BRIEF:
Work out how many lines of the entries have the word "image" in them. Respond with that number only.

[Opening DATASET CONTENT section]

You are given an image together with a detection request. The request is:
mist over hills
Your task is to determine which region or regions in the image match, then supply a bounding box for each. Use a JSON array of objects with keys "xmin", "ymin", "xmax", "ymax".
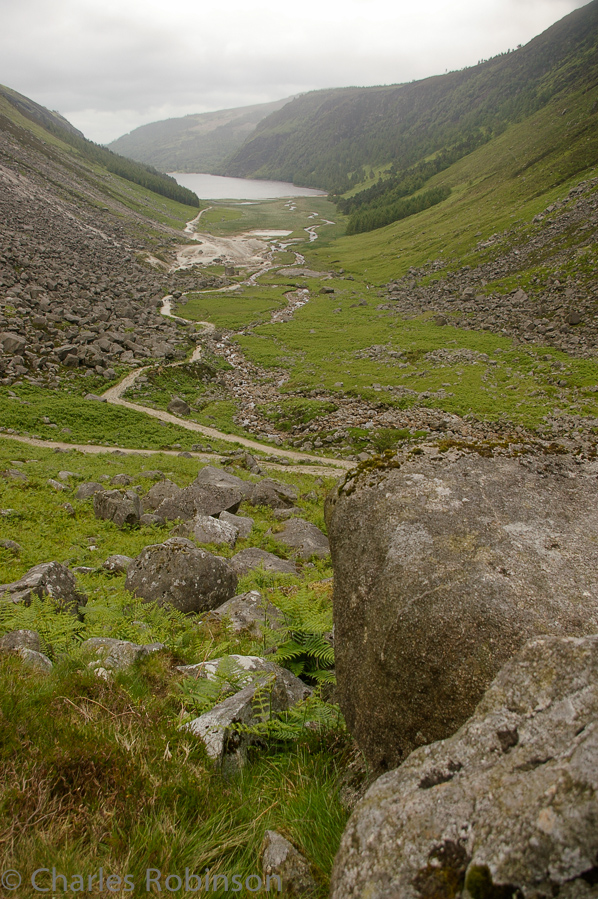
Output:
[{"xmin": 108, "ymin": 97, "xmax": 294, "ymax": 174}]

[Closing DATASET CONTENT section]

RESPONSE AREA:
2